Set down every record below line for line, changing no character.

begin

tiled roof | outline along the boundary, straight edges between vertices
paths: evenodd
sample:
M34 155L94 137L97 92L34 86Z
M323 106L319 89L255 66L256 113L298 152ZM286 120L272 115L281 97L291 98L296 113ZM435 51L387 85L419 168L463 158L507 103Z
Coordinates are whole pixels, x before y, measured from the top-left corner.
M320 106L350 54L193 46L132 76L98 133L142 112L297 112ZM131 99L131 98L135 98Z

end

§ ANSWER IN FULL
tiled roof | outline along the boundary, straight edges between vertices
paths: evenodd
sample:
M34 155L94 137L97 92L34 86Z
M323 106L319 89L255 66L256 113L298 152ZM286 120L272 115L281 97L291 98L296 113ZM435 51L387 85L419 168L463 158L507 103Z
Coordinates are whole pixels, x before y, measured from the top-left corner.
M320 106L350 54L193 46L132 76L98 133L142 112L297 112ZM131 99L131 98L135 98Z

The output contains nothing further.